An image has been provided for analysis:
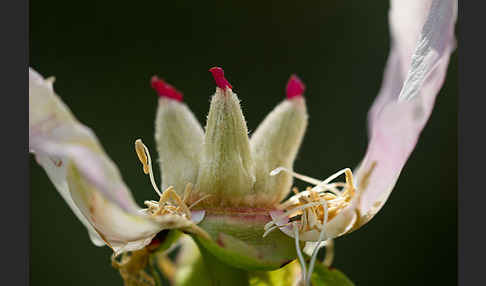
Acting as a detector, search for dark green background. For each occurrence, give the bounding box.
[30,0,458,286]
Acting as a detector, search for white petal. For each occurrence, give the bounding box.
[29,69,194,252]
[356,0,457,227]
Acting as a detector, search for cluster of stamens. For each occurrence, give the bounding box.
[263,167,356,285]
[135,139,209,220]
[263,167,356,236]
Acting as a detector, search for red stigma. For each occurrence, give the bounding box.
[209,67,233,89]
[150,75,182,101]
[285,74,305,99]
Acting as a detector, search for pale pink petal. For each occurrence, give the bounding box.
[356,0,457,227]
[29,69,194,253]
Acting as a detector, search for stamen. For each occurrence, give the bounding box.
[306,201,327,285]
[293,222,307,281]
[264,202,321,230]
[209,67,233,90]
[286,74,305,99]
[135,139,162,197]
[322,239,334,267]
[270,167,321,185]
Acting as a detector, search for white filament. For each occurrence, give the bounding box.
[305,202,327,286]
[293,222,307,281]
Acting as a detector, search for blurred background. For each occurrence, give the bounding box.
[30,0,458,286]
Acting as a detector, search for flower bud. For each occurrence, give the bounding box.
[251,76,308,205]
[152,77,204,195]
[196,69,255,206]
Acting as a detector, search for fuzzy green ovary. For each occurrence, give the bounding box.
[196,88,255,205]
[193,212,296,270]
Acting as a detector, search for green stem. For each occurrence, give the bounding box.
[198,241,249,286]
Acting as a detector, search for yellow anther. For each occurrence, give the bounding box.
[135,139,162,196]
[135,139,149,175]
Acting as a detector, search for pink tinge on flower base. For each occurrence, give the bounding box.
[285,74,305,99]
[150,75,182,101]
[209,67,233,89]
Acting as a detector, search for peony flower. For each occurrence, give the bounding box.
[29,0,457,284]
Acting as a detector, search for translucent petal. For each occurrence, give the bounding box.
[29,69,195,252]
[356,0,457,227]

...

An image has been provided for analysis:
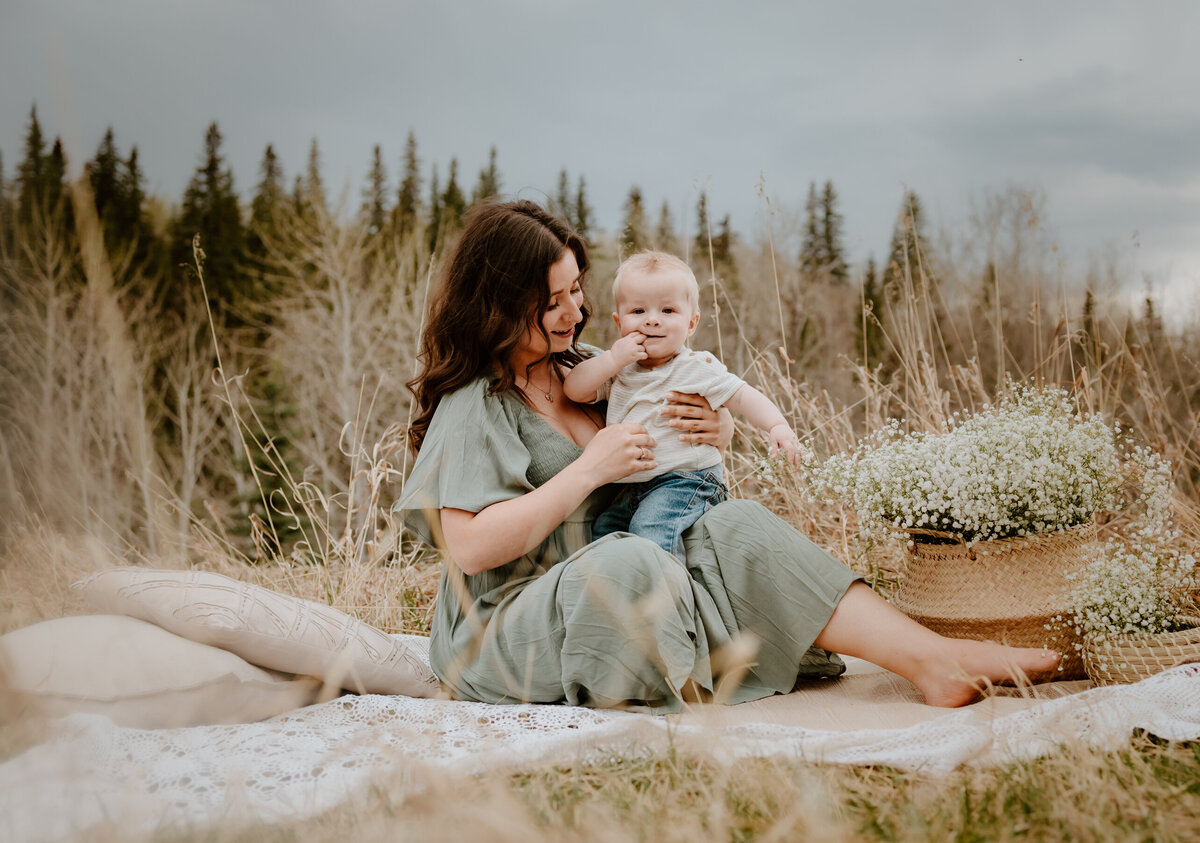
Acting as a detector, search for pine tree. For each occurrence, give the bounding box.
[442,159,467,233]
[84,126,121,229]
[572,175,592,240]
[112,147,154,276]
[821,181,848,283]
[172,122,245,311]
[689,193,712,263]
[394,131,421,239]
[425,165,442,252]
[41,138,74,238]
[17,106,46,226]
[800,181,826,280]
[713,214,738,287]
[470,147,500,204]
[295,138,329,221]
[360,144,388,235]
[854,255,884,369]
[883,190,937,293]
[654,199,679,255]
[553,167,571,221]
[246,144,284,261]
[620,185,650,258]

● **Descripción de tarea**:
Cita textualmente de las filas anteriores todo lo que va desde la línea que contiene "Acting as a detector, search for white filament." hasta la línea que contiene "[196,69,255,206]", ambas incluidas.

● **Respuesta esperada**:
Acting as a detector, search for white filament. For each occurrence, give the bounding box.
[305,202,327,286]
[293,222,307,281]
Acting as a detector, search for blurred background. For each occurrence, give the bounding box.
[30,0,458,286]
Acting as a detector, search for flower bud. For each occurrence, give the bounding box.
[251,76,308,205]
[152,77,204,195]
[196,69,255,206]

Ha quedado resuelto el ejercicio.